Passage to read:
Compilation album (mixtape) by Air
- Released: 11 September 2006
- Genre: Pop
- Length: 1:03:27
- Label: Azuli
- Producer: Air

Air chronology
| Talkie Walkie (2004) | Late Night Tales: Air (2006) | Pocket Symphony (2007) |

Late Night Tales chronology
| Belle & Sebastian (2006) | Air (2006) | David Shrigley (2006) |

= Late Night Tales: Air =

Late Night Tales: Air is the 15th DJ mix album released in the Late Night Tales series. It was mixed by Jean-Benoît Dunckel from French band Air and was originally intended as the 14th release (scheduled for 3 October 2005) but was delayed several times. In the meantime, Late Night Tales: Belle & Sebastian was released. The Air compilation was eventually released on 11 September 2006.

Problems and tasks:
1 > Swap "delayed" for "postponed" in the text on Late Night Tales: Air, and write out the passage starting with "Late Night Tales chronology" and going on through "11 September 2006.".
2 > Render this sentence from the text on Late Night Tales: Air in Spanish: "In the meantime, Late Night Tales: Belle & Sebastian was released."

Source excerpt:
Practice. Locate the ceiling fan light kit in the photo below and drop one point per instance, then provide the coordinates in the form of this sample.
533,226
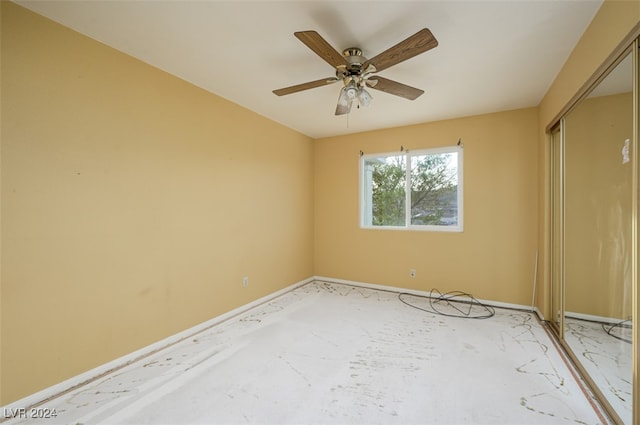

Problem solutions:
1 >
Late Night Tales chronology
| Belle & Sebastian (2006) | Air (2006) | David Shrigley (2006) |

= Late Night Tales: Air =

Late Night Tales: Air is the 15th DJ mix album released in the Late Night Tales series. It was mixed by Jean-Benoît Dunckel from French band Air and was originally intended as the 14th release (scheduled for 3 October 2005) but was postponed several times. In the meantime, Late Night Tales: Belle & Sebastian was released. The Air compilation was eventually released on 11 September 2006.

2 > Mientras tanto, se lanzó Late Night Tales: Belle & Sebastian.